### Image point grounding data
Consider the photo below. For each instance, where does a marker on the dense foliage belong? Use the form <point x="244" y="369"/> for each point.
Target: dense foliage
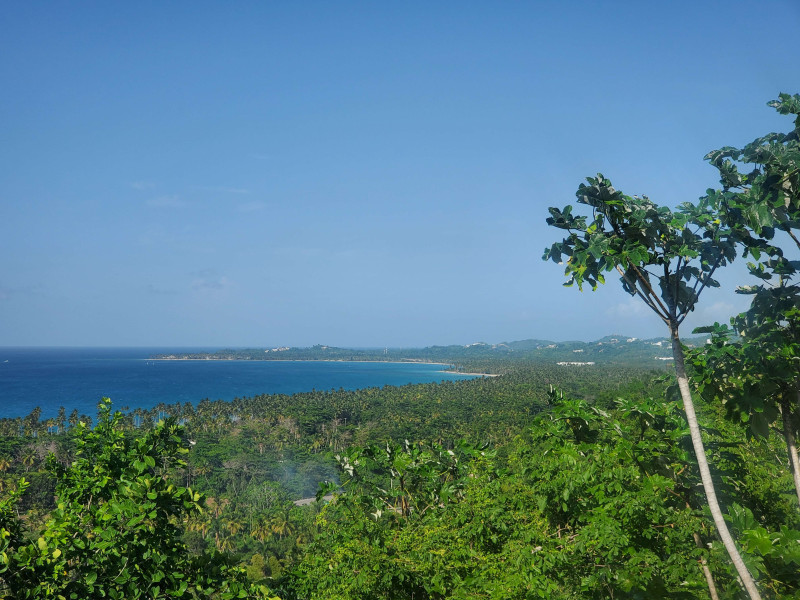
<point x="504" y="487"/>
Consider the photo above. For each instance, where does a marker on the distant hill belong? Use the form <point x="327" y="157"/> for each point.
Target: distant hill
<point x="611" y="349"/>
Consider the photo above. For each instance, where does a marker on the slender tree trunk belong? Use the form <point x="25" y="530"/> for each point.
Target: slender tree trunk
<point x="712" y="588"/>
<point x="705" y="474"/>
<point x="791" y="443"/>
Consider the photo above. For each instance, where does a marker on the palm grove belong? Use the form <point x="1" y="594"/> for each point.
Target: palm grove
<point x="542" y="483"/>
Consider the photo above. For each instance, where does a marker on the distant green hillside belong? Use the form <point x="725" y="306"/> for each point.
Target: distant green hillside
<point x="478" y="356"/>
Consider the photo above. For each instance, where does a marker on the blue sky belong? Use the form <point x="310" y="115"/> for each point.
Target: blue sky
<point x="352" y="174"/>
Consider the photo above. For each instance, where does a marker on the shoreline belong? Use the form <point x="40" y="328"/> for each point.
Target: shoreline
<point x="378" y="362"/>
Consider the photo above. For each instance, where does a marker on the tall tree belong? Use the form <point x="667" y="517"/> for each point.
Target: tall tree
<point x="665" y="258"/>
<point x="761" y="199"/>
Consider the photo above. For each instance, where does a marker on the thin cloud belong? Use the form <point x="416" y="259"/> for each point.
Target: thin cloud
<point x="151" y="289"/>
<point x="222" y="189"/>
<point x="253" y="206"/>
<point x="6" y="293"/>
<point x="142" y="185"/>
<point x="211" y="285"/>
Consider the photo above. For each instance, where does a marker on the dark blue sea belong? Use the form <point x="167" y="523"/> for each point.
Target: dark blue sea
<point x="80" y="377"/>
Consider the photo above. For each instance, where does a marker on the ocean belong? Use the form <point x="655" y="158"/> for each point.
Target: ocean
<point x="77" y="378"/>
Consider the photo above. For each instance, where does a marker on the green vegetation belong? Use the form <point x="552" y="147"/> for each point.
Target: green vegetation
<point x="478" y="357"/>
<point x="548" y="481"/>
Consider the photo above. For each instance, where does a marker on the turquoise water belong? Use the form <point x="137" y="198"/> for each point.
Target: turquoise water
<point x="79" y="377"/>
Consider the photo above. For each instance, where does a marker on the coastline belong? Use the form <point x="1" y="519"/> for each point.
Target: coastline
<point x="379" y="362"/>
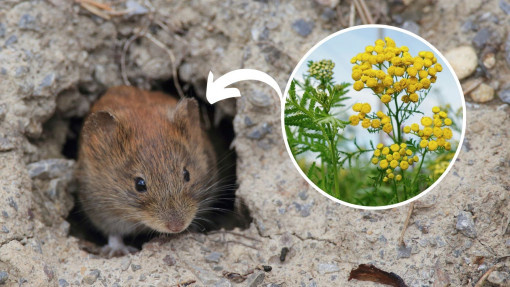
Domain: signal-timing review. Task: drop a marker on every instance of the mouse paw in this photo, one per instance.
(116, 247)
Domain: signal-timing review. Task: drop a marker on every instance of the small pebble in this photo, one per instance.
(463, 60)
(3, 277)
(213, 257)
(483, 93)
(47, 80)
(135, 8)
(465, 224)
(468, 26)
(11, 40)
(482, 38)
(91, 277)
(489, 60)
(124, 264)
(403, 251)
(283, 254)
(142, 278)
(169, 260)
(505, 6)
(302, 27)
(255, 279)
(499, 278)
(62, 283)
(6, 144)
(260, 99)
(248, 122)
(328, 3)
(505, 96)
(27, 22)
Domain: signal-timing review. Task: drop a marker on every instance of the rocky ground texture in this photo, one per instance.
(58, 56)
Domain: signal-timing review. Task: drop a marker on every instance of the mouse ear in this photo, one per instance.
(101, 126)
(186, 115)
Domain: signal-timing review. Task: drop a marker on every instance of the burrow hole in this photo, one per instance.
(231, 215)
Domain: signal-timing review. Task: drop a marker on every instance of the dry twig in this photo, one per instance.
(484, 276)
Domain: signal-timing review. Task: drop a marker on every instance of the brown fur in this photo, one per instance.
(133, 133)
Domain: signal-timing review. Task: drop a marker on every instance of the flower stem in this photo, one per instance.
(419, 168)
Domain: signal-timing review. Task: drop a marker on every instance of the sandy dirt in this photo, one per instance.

### WORK TASK
The records above need to be copied exactly, with the pictures left out.

### EXERCISE SOLUTION
Consider the photo below. For each instance, where does a marker on the dense foliage belong? Use the form <point x="244" y="369"/> for each point.
Target: dense foliage
<point x="504" y="487"/>
Consider the photo above. For each instance, where does a marker on the distant hill belong? Use the form <point x="327" y="157"/> for each point.
Target: distant hill
<point x="611" y="349"/>
Consider the photo above. For each instance, where does a marker on the slender tree trunk belong? Use the form <point x="25" y="530"/> for each point.
Target: slender tree trunk
<point x="712" y="588"/>
<point x="705" y="474"/>
<point x="791" y="443"/>
Consider the photo above. For each instance, where does a marker on the palm grove belong? Use the form <point x="1" y="594"/> for each point.
Target: palm grove
<point x="542" y="483"/>
Consider the photo above. For each instance, where does a marker on the distant green hillside belong? Use the form <point x="725" y="306"/> for each point.
Target: distant green hillside
<point x="478" y="356"/>
Consider the photo above. For each instance, where does a marker on the blue sky belong? Use the form <point x="310" y="115"/> for each point.
Target: blue sky
<point x="352" y="174"/>
Consider the photo above. For each instance, where does a marker on the shoreline belong? Use the form <point x="40" y="328"/> for each point.
Target: shoreline
<point x="378" y="362"/>
Consider the photo above. For each instance, where does a marker on the tall tree belong? Use the form <point x="667" y="517"/> for each point.
Target: tall tree
<point x="665" y="258"/>
<point x="761" y="199"/>
Consider the photo above. For each instance, where does a marker on the thin cloud belong? Use the form <point x="416" y="259"/> for each point.
Target: thin cloud
<point x="151" y="289"/>
<point x="222" y="189"/>
<point x="253" y="206"/>
<point x="6" y="293"/>
<point x="142" y="185"/>
<point x="211" y="285"/>
Consider the photo above. For each instance, where does a marker on the dark blue sea belong? Use the form <point x="167" y="523"/> for each point.
Target: dark blue sea
<point x="80" y="377"/>
Consider the photo above. For each instance, where does a marker on the ocean belong? Use the form <point x="655" y="158"/> for each point.
Target: ocean
<point x="77" y="378"/>
Consider the photo above. For each instance, where does a marker on the green vegetation belong? Use the form <point x="552" y="147"/> for each point.
Target: green vegetation
<point x="478" y="357"/>
<point x="548" y="481"/>
Consider the photo above. For each instance, where does a marker on the turquoise water belong? Use the form <point x="137" y="198"/> for each point.
Target: turquoise water
<point x="79" y="377"/>
Consider the photo above. For each instance, where does a marker on the coastline belong? Use the form <point x="1" y="519"/> for each point.
Target: coastline
<point x="379" y="362"/>
Domain: signal-timing review. Task: drop a marker on every instance of the mouse paw in this photo, one per instance.
(116, 247)
Domain: signal-timing review. Task: drop a marker on every instance of the small pebble in this photo, one per instance.
(463, 60)
(3, 277)
(213, 257)
(483, 93)
(47, 80)
(135, 8)
(465, 224)
(468, 26)
(11, 40)
(482, 38)
(91, 277)
(489, 60)
(124, 264)
(403, 251)
(283, 254)
(142, 278)
(169, 260)
(505, 6)
(302, 27)
(255, 279)
(499, 278)
(62, 283)
(6, 144)
(260, 99)
(248, 122)
(328, 3)
(505, 96)
(27, 22)
Domain: signal-timing review. Task: drop a marker on every instance of the rocky ground texture in this photo, one per instance.
(58, 56)
Domain: signal-timing review. Task: drop a marker on every instance of the mouse ear in this photo, one per instance.
(101, 126)
(186, 115)
Domain: signal-timing review. Task: drop a marker on every instance of the burrow hole in this photo, one per instance.
(231, 215)
Domain: signal-timing review. Task: drop a marker on every instance of the dry twig in this photo, one per instance.
(484, 276)
Domain: signal-timing review. Task: drop a marker on every instance of the brown fur in this photo, one per instance.
(133, 133)
Domain: signal-timing review. Task: drop a marker on every instance of the flower stem in this photo, one per instance.
(419, 168)
Domain: signal-timing review. Task: drop a marker on every instance of the sandy dirt in this photo, one per instance.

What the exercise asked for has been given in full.